Given text:
/---
Serum lipids, skin-fold thickness, body bulk, and body weight of native Cape Verdeans, New England Cape Verdeans, and United States factory workers

Margaret J. Albrink M.D.1 and J. Wister Meigs M.D.1

1 From the Department of Medicine, West Virginia University School of Medicine, Morgantown, West Virginia, and the Department of Epidemiology and Public Health, Yale University School of Medicine, New Haven, Connecticut

Serum cholesterol, triglycerides, triceps skin-fold thickness and two weight-height ratios were determined in 138 adult male native Cape Verde Islanders and in 435 fasting United States factory workers. All the measurements except skin-fold thickness were also carried out on 136 New England Cape Verdeans who had moved to this country some years previously or had been born here.

The nonfasting native Cape Verde Islanders had lower triglyceride and cholesterol concentrations and were leaner at all ages than the fasting factory workers. Two-thirds of the islanders were characterized by extreme leanness with a triceps skin-fold thickness less than 6 mm, thinness of a degree rare in the factory workers. Such extreme leanness was closely associated with low triglycerides in both islanders and United States factory workers. The triglycerides of both groups increased sharply with a slight increase in fatness. When triceps skin-fold thickness exceeded 8 mm there was no further relationship between skin fold and triglycerides, both high and low triglyceride values occurring in both factory workers and islanders. The higher triglycerides of the factory workers as a whole were related to the rarity of thinness of the degree common in the islanders.
\---
Data entries:
/---
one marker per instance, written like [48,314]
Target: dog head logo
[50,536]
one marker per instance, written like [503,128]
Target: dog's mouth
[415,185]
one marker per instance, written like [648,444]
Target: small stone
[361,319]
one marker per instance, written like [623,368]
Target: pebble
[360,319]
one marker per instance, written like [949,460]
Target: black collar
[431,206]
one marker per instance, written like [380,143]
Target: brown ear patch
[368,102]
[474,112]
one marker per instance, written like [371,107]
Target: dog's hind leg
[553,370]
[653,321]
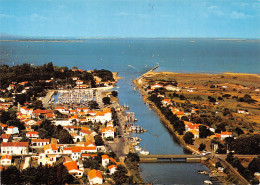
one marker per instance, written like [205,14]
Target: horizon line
[2,35]
[84,38]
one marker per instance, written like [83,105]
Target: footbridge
[169,158]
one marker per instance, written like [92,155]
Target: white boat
[138,148]
[144,152]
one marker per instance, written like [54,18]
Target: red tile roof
[94,173]
[15,144]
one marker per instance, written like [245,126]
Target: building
[6,160]
[14,148]
[108,132]
[12,130]
[105,160]
[44,159]
[40,142]
[32,134]
[112,169]
[72,168]
[95,177]
[6,137]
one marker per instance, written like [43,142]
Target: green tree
[93,105]
[247,144]
[106,100]
[254,165]
[204,132]
[202,147]
[188,138]
[65,137]
[114,93]
[11,175]
[120,176]
[98,140]
[37,104]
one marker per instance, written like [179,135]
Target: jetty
[169,158]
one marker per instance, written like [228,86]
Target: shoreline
[166,122]
[207,161]
[200,73]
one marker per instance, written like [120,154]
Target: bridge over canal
[169,158]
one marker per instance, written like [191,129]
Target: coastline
[207,161]
[166,122]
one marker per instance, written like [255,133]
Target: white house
[32,134]
[79,82]
[62,122]
[172,88]
[6,160]
[14,148]
[105,160]
[112,169]
[26,111]
[40,142]
[12,130]
[108,132]
[156,86]
[95,177]
[44,159]
[5,137]
[72,168]
[52,149]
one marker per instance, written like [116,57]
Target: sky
[131,18]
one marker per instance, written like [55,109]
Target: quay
[169,158]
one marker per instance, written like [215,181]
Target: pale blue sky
[131,18]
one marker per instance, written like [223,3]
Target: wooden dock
[169,158]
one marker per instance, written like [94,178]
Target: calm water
[131,58]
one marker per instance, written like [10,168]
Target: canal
[157,140]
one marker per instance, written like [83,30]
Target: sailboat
[144,152]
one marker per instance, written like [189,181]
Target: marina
[157,139]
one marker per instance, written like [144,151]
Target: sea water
[133,57]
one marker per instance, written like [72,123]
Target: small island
[215,116]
\---
Task 1:
Transcribe part of the serum lipid study, beginning at the words "Serum cholesterol, triglycerides, triceps" and stopping after the words "been born here.".
Task 2:
In the serum lipid study, what triceps skin-fold thickness marked the extreme leanness found in two-thirds of the islanders?
Task 3:
Continue the serum lipid study after its last sentence.
These items are separate material and have nothing to do with the serum lipid study.

Exercise answer 1:
Serum cholesterol, triglycerides, triceps skin-fold thickness and two weight-height ratios were determined in 138 adult male native Cape Verde Islanders and in 435 fasting United States factory workers. All the measurements except skin-fold thickness were also carried out on 136 New England Cape Verdeans who had moved to this country some years previously or had been born here.

Exercise answer 2:
Less than 6 mm.

Exercise answer 3:
The cholesterol for the factory workers was considerably higher than for the islanders, even when matched for age and thinness. The Cape Verdeans who had migrated to New England had cholesterol concentrations as high as those of the factory workers, ruling out genetic causes for the low cholesterol in the islanders. The rather high triglycerides of New England Cape Verdeans could not be evaluated because of their nonfasting state.

It is suggested that marked thinness in any population, even if selected for thinness, should be associated with low serum triglycerides, but not necessarily with low serum cholesterol. However, ethnic groups characterized by low cholesterol are likely to be markedly thin and thus to have low triglycerides.